Your task >>
Reproduce the tail of the data exactly. It starts at the line containing "backplate, then give the position of each instance." and runs to the last line.

Data excerpts >>
▬▬▬▬▬▬

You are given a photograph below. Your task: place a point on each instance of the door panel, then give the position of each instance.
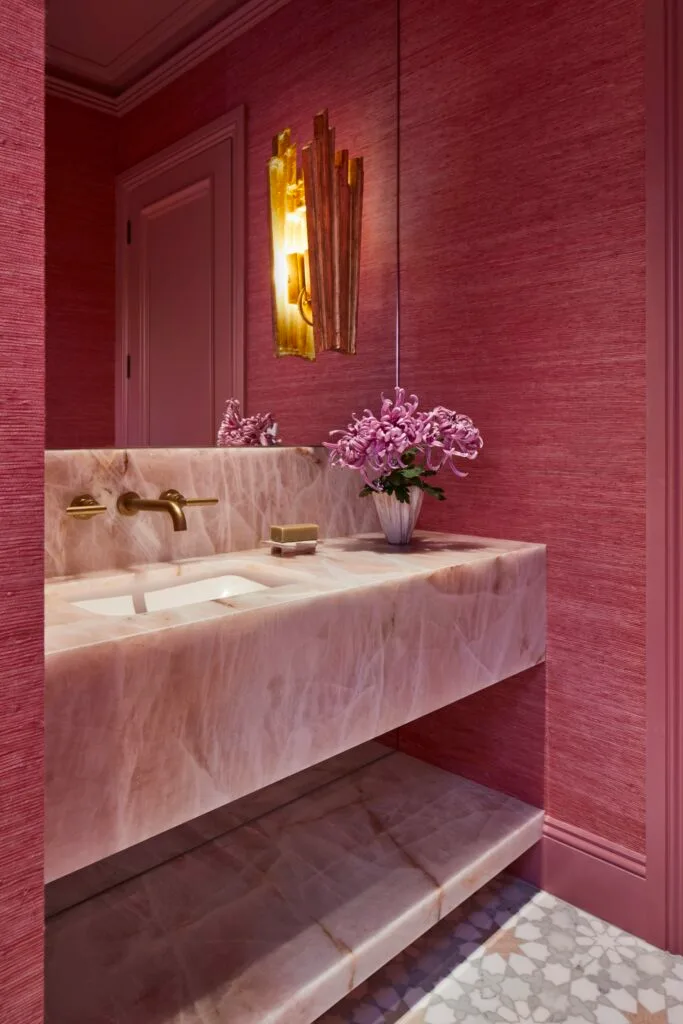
(177, 278)
(177, 305)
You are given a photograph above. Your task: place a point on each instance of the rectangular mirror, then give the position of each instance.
(160, 124)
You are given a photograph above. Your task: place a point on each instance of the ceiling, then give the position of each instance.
(110, 46)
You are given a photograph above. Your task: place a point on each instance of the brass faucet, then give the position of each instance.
(169, 501)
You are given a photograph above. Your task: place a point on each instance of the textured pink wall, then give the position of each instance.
(22, 312)
(80, 275)
(523, 304)
(304, 57)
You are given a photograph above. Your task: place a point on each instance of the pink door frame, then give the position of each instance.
(665, 445)
(229, 126)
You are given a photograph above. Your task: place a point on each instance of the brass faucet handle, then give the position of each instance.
(175, 496)
(84, 507)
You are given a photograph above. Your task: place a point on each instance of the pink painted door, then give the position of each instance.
(177, 304)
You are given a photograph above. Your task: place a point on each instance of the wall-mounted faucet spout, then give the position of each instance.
(131, 504)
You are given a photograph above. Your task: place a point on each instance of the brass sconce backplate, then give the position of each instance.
(315, 220)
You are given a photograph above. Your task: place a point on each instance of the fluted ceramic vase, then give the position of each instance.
(398, 519)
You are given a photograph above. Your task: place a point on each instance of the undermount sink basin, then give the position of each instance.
(176, 596)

▬▬▬▬▬▬

Solved exercise >>
You are given a photograph above. Your task: place a point on each instance of the brass sconce backplate, then give the position of each instance.
(315, 220)
You are given a photograph above. Your task: place a point on each instance of the fluted ceramic vase, then give the position of each instance.
(398, 519)
You are given a photograph above. Your task: place a point on each instance of the undermount sink basin, then give the position of each instance.
(176, 596)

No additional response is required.